** Page excerpt follows **

The United States, Canada, and Mexico -- the North American community of nations -- have a natural interest in seeking common solutions to security challenges. The term “perimeter defense” has come back into vogue recently with regard to security strategies for North America. At first the emphasis was on defense against terrorism, but the term is being expanded to include natural disasters and efforts against organized crime as components of a broader trilateral agenda or convergence of security interests. The concept of perimeter defense which focuses on trilateral security cooperation among our three nations is a means by which we can explore areas of shared interests and concerns with regard to national security, public security, and public health issues. Today, terrorist attacks, missile defense, drug cartels, pandemic flu, natural disasters, all call for common defense of our community of nations.
Cooperation, however, requires dialog, mutual understanding, and an appreciation of each nation’s particular security culture. Cooperation and collaboration must be built on mutual respect and understanding of each nation’s unique domestic politics and international commitments. Trilateral security cooperation perhaps should be based on a shared concept of a security perimeter, one which seeks to enhance each nation’s legitimate security concerns and is not limited to questions of borders or fences.
This short conference, therefore, is a means by which we can explore opportunities to enhance the trilateral security relationships and discuss areas of state interaction on the federal level, where military, police, and health and safety cooperation can focus on specific threats that demand specific actions that do not threaten national sovereignty or identity. The conference provides a lens through which to focus our collective efforts to deal with new challenges that we face collectively.

** End of Page excerpt **
** Provided data follows **

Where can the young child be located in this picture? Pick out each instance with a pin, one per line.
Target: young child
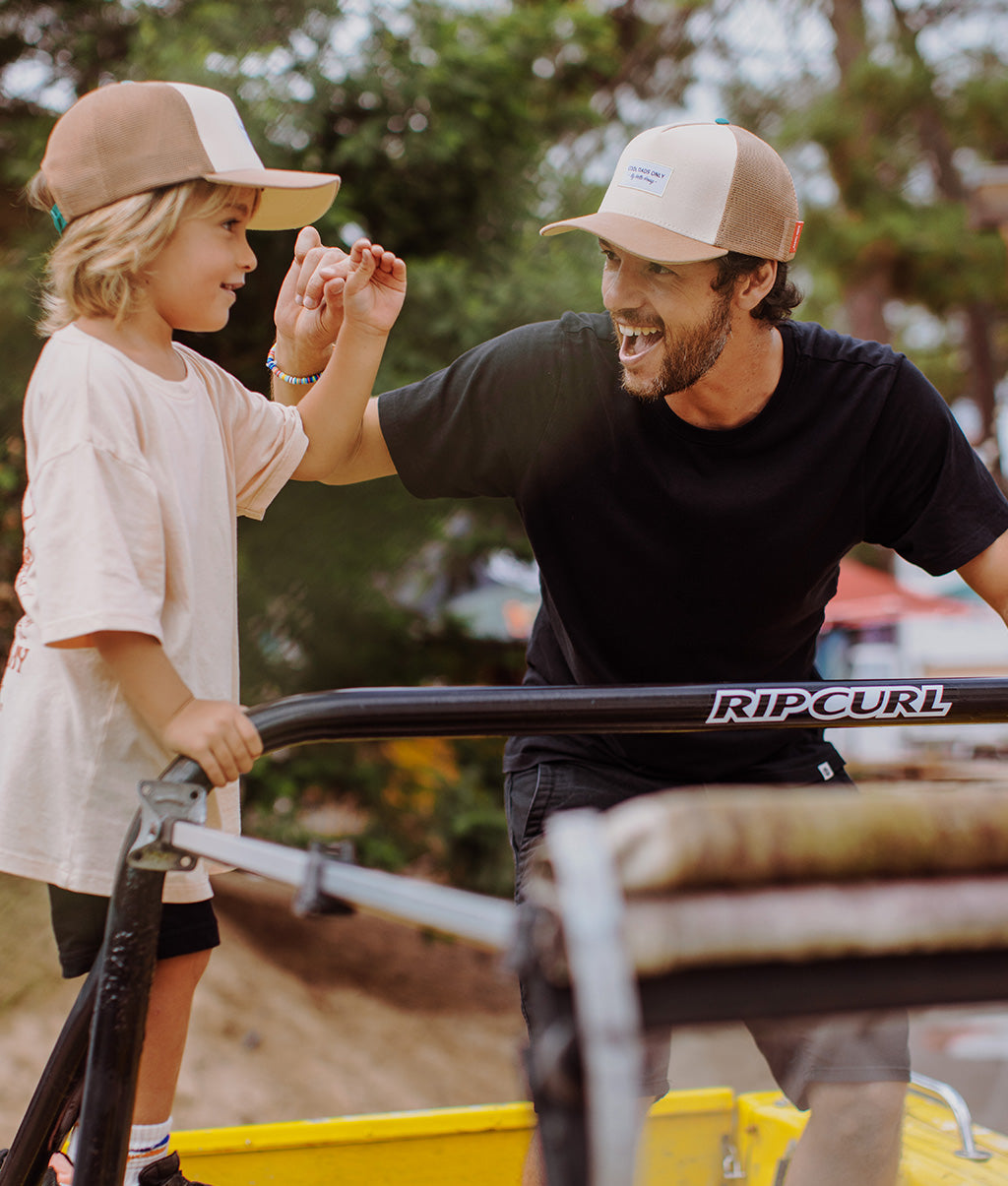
(140, 453)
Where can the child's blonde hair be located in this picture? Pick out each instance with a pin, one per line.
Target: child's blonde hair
(98, 265)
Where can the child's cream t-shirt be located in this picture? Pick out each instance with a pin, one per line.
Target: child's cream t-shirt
(134, 485)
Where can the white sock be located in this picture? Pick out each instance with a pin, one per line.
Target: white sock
(147, 1144)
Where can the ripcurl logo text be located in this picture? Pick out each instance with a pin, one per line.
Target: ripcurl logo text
(742, 706)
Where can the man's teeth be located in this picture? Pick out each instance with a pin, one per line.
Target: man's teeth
(632, 331)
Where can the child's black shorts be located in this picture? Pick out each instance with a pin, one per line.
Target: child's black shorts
(79, 923)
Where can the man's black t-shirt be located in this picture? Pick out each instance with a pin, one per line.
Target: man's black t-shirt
(673, 554)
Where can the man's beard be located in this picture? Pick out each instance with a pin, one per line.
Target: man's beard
(688, 358)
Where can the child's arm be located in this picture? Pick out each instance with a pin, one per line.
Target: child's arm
(332, 409)
(215, 733)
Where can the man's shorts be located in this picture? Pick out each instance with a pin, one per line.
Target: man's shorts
(79, 923)
(864, 1047)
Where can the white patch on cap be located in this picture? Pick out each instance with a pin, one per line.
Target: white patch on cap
(645, 174)
(699, 161)
(220, 128)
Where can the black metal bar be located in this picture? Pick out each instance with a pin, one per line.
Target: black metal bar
(116, 1036)
(739, 991)
(370, 713)
(53, 1105)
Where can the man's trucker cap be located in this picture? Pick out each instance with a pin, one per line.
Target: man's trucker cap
(128, 138)
(695, 191)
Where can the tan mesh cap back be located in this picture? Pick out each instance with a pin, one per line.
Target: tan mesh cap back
(696, 191)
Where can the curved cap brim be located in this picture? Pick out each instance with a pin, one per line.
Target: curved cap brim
(289, 200)
(639, 237)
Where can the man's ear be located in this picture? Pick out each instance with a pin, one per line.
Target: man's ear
(752, 288)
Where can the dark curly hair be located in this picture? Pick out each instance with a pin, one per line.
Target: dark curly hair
(778, 302)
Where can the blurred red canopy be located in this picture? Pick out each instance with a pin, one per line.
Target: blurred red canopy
(867, 596)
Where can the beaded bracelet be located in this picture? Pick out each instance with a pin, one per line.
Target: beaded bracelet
(271, 365)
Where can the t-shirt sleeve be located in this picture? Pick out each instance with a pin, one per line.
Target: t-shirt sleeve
(266, 440)
(103, 567)
(931, 497)
(471, 428)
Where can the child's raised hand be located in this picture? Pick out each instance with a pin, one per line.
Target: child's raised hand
(375, 288)
(310, 304)
(218, 734)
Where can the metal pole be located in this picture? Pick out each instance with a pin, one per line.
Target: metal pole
(370, 713)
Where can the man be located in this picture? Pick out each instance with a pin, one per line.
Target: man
(690, 468)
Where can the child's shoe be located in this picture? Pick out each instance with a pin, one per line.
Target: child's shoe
(165, 1172)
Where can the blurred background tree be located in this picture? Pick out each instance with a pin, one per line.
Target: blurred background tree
(458, 129)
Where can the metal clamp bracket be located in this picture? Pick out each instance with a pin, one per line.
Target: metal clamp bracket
(160, 804)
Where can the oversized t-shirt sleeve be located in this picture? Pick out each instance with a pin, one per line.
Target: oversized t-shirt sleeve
(102, 568)
(266, 440)
(931, 497)
(471, 428)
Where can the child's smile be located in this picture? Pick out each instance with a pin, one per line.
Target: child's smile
(195, 281)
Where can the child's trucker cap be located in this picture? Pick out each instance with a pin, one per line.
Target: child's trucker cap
(695, 191)
(132, 137)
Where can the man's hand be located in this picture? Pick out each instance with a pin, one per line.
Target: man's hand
(310, 305)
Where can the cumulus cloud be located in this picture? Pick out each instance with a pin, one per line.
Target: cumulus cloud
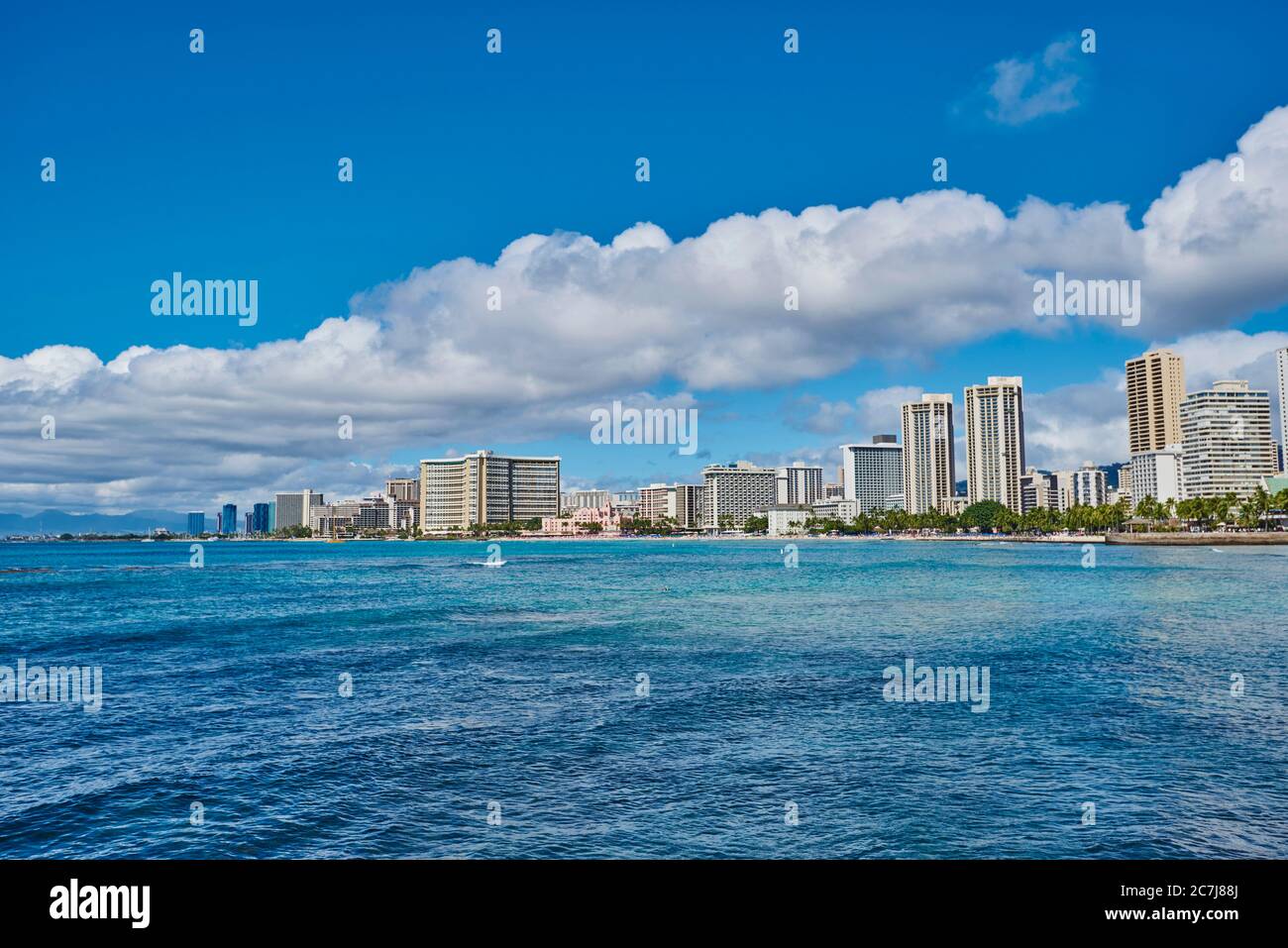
(872, 412)
(1043, 84)
(424, 361)
(1089, 420)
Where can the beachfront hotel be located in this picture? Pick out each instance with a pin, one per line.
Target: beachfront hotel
(295, 509)
(484, 487)
(1282, 368)
(799, 483)
(872, 474)
(928, 463)
(1225, 441)
(1155, 386)
(682, 504)
(1158, 474)
(734, 492)
(1090, 485)
(403, 489)
(995, 441)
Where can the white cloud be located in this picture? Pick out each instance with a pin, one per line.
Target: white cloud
(423, 361)
(1043, 84)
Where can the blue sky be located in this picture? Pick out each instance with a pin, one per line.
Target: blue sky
(224, 165)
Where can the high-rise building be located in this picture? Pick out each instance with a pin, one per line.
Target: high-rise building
(1037, 491)
(1155, 385)
(1090, 488)
(734, 492)
(872, 473)
(1157, 474)
(294, 509)
(403, 489)
(484, 487)
(1282, 365)
(1225, 437)
(928, 466)
(681, 504)
(995, 441)
(799, 483)
(1125, 487)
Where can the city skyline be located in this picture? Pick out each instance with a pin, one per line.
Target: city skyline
(1205, 443)
(922, 282)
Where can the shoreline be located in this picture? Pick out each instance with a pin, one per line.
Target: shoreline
(1176, 539)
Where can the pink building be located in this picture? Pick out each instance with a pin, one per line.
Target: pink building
(575, 523)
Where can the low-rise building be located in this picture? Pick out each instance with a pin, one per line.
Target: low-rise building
(787, 519)
(583, 520)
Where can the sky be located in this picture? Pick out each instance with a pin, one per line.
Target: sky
(516, 170)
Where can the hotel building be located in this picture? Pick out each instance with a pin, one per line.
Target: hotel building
(406, 489)
(580, 520)
(872, 474)
(800, 483)
(483, 487)
(1037, 491)
(1225, 441)
(575, 500)
(1155, 386)
(835, 509)
(682, 504)
(928, 466)
(294, 509)
(787, 519)
(1157, 474)
(1282, 366)
(995, 441)
(1090, 487)
(735, 492)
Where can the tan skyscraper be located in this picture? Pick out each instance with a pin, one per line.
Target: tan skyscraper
(995, 441)
(1155, 385)
(928, 467)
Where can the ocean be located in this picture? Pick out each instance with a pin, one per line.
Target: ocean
(645, 698)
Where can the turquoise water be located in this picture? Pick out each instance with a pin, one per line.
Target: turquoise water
(516, 686)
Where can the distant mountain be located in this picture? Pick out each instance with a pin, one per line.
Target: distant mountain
(62, 522)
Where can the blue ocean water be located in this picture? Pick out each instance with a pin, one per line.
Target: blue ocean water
(514, 690)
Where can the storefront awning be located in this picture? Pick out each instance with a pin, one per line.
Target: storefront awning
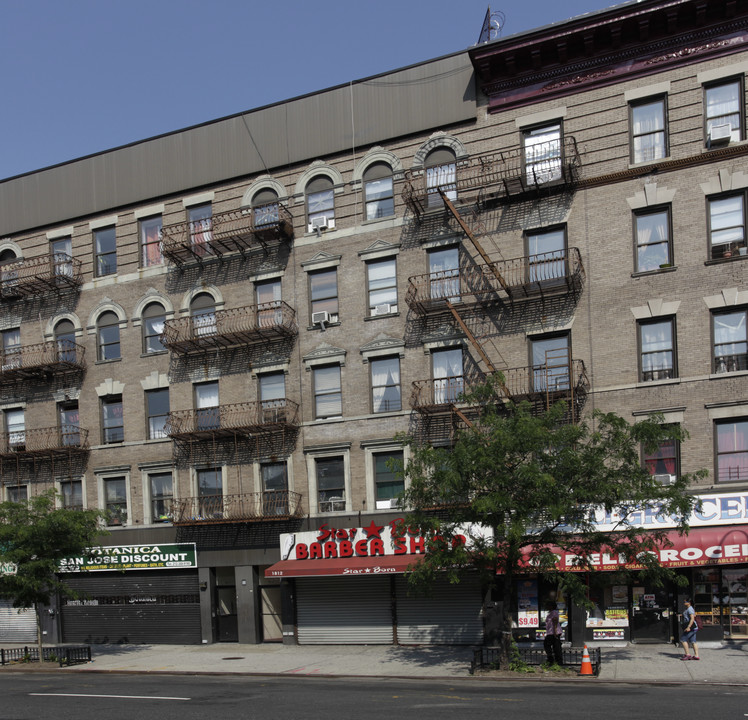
(320, 567)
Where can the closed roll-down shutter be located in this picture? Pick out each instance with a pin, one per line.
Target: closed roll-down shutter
(448, 615)
(344, 611)
(133, 607)
(16, 626)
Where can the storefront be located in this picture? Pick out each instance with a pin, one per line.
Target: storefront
(133, 594)
(348, 587)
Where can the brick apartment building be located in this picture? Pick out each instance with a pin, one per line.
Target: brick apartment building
(217, 334)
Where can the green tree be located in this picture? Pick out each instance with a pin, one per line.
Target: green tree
(35, 536)
(533, 481)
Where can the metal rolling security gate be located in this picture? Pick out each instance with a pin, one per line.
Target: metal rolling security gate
(133, 607)
(362, 610)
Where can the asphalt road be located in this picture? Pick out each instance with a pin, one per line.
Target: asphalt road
(177, 697)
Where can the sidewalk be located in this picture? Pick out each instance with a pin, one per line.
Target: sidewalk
(726, 664)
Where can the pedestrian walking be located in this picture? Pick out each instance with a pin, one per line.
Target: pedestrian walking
(690, 628)
(553, 632)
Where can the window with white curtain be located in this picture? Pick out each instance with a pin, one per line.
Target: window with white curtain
(727, 226)
(542, 152)
(657, 343)
(328, 398)
(385, 384)
(653, 247)
(723, 107)
(648, 135)
(730, 352)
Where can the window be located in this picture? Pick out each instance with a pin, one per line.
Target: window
(105, 250)
(200, 219)
(723, 111)
(446, 369)
(652, 235)
(387, 483)
(112, 419)
(382, 286)
(17, 493)
(648, 136)
(107, 332)
(150, 241)
(546, 252)
(323, 292)
(269, 311)
(657, 343)
(69, 417)
(11, 348)
(115, 500)
(157, 410)
(551, 363)
(320, 203)
(727, 227)
(730, 341)
(72, 494)
(328, 400)
(441, 173)
(161, 496)
(210, 492)
(265, 208)
(65, 339)
(154, 317)
(732, 450)
(385, 384)
(663, 462)
(379, 195)
(542, 153)
(330, 473)
(61, 250)
(274, 488)
(444, 274)
(203, 313)
(15, 427)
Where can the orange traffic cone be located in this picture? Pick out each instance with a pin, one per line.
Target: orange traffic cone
(586, 668)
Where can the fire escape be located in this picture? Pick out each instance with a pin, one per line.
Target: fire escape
(497, 285)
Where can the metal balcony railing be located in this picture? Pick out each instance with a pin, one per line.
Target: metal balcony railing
(232, 420)
(27, 362)
(244, 507)
(546, 274)
(507, 174)
(237, 327)
(235, 231)
(62, 440)
(39, 275)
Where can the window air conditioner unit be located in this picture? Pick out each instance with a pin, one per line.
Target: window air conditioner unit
(321, 318)
(720, 133)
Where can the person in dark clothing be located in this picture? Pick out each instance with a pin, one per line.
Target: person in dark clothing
(553, 633)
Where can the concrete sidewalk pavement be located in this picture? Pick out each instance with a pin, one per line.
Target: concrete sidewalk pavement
(724, 664)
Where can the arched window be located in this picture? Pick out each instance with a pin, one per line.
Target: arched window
(320, 203)
(107, 336)
(379, 198)
(441, 172)
(203, 313)
(265, 208)
(65, 338)
(154, 317)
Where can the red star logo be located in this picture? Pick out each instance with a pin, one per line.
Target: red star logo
(373, 530)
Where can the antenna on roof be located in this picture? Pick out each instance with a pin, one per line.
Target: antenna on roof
(493, 24)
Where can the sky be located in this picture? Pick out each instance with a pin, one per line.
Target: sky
(82, 76)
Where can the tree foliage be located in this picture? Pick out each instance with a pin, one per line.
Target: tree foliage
(519, 486)
(35, 536)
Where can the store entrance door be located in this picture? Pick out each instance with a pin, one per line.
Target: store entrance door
(652, 614)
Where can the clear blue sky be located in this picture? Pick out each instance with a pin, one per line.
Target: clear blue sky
(81, 76)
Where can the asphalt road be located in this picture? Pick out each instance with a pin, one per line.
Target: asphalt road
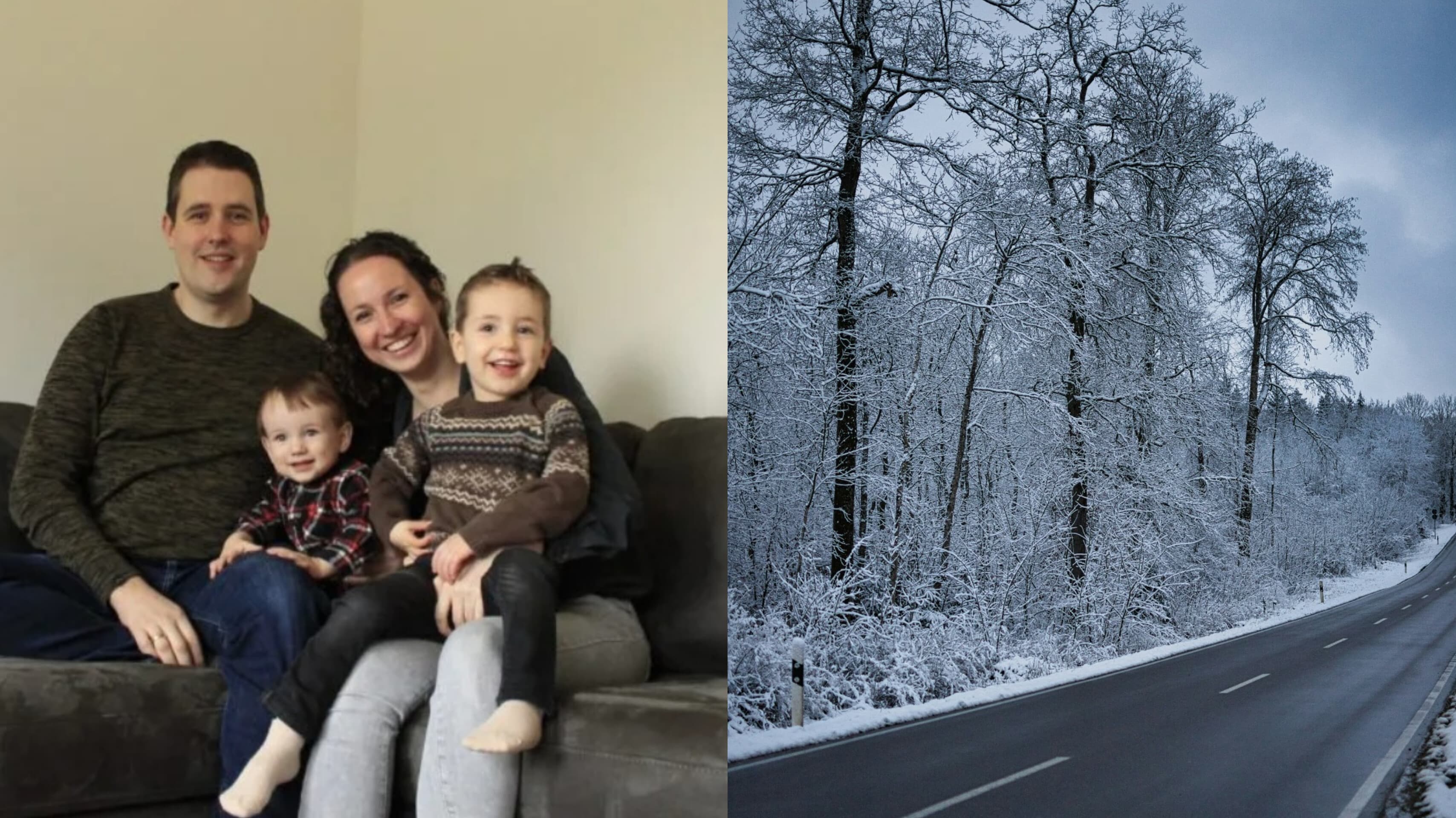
(1288, 723)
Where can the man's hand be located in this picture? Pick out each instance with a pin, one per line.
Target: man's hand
(413, 538)
(234, 548)
(159, 625)
(451, 558)
(463, 600)
(314, 567)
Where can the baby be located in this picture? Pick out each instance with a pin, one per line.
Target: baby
(316, 503)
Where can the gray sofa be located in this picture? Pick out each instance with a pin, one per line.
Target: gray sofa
(129, 740)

** End of Provided data **

• **Task requirements**:
1. Extract the passage of the text on North American security cooperation from "Cooperation, however, requires" to "borders or fences.".
2. List every threat or challenge that the text on North American security cooperation says calls for common defense of the community of nations.
Work only from the text on North American security cooperation.

• **Outputs by task**:
1.
Cooperation, however, requires dialog, mutual understanding, and an appreciation of each nation’s particular security culture. Cooperation and collaboration must be built on mutual respect and understanding of each nation’s unique domestic politics and international commitments. Trilateral security cooperation perhaps should be based on a shared concept of a security perimeter, one which seeks to enhance each nation’s legitimate security concerns and is not limited to questions of borders or fences.

2. Terrorist attacks, missile defense, drug cartels, pandemic flu, natural disasters